[start of Provided information]

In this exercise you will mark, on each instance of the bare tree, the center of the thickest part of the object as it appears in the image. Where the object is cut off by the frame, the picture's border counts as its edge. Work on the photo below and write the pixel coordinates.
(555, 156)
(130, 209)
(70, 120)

[end of Provided information]
[start of Provided information]

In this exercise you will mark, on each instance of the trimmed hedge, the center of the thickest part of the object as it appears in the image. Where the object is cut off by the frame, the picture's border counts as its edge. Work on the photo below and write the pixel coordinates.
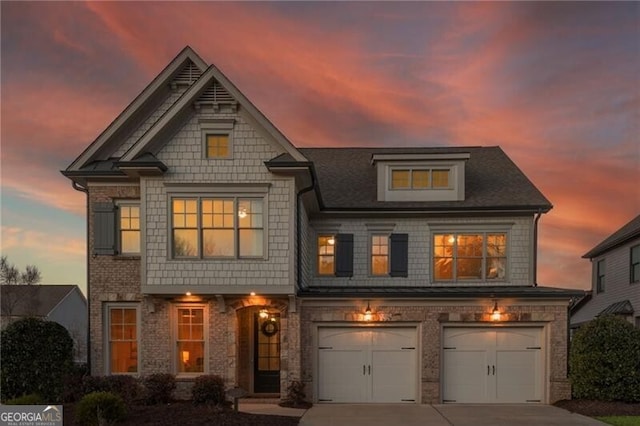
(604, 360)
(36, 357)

[end of Provided information]
[start of Provided information]

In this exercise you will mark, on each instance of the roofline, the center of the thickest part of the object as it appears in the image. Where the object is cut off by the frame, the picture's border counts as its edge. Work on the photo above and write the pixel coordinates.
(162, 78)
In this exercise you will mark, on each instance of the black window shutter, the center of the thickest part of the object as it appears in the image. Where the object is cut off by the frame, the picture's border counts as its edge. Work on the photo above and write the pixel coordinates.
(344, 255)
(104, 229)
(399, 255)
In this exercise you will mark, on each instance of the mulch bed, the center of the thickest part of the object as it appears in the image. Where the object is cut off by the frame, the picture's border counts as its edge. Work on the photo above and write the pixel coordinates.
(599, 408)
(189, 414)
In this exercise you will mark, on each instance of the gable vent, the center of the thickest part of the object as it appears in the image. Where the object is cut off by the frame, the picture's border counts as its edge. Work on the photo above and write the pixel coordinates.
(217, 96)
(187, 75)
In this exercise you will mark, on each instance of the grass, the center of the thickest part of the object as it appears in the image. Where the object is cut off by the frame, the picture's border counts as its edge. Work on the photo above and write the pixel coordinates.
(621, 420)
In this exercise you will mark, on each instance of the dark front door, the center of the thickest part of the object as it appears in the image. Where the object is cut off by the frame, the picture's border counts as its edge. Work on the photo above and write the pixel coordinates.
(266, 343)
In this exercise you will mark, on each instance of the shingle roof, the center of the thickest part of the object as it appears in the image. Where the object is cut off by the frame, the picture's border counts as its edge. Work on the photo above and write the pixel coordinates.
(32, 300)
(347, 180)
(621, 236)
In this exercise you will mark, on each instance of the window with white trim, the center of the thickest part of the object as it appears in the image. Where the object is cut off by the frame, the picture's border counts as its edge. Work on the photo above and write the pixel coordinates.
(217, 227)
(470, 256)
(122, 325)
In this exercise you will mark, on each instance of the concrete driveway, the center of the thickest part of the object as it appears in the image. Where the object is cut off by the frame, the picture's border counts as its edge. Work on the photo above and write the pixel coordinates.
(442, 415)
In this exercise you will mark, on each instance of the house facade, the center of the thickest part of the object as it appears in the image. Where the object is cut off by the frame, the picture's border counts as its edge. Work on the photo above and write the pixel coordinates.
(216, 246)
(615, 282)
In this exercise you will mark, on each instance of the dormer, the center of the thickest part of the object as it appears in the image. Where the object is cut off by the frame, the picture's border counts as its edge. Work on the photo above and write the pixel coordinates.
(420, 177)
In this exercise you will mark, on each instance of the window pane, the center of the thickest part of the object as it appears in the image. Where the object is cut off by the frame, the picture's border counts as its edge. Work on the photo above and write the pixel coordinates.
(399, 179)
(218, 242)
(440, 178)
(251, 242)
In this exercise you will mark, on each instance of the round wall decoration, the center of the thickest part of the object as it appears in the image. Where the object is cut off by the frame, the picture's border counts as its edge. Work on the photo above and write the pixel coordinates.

[end of Provided information]

*To do*. Copy out the material word for word, starting at the line that contains "of the concrete" and stopping after the line that contains "of the round".

*Task result*.
In this exercise you will mark, on each instance of the concrete driveway, the center of the thickest part of the object as it appears in the image. Where the object is cut off by the frame, the picture's border counts as its edge. Work on the photo above and write the pixel coordinates.
(442, 415)
In this exercise you will mark, on each instance of the house facade, the center of the thickest part of the object as it appears in the image. Where the object is cut off by the frame, the picture's border counts as its edge. Work on the photo above and write the pixel coordinates.
(216, 246)
(615, 282)
In this exercise you will mark, on each instance of the dormer, the center of the thickest part of the object as it appears in the image. Where the object is cut off by the frame, the picture's border counts as its edge. Work on the photo above and write the pixel coordinates.
(420, 177)
In this exercise you will mark, on each instance of the window pane, the center of the thickest part of the object as it appears in the image. Where the object is cut off by the frame, the picture's border counts as its edge. Work on the photo above and write the pixel coordinates.
(399, 179)
(218, 242)
(440, 178)
(251, 242)
In this exercise you will mark, on each instance of the round wall decoration, the center of the thickest part of the object as it appears in the image. Where the object is cut off by the frame, the picture's border counts as its edge. Work on the photo above and write the pixel coordinates.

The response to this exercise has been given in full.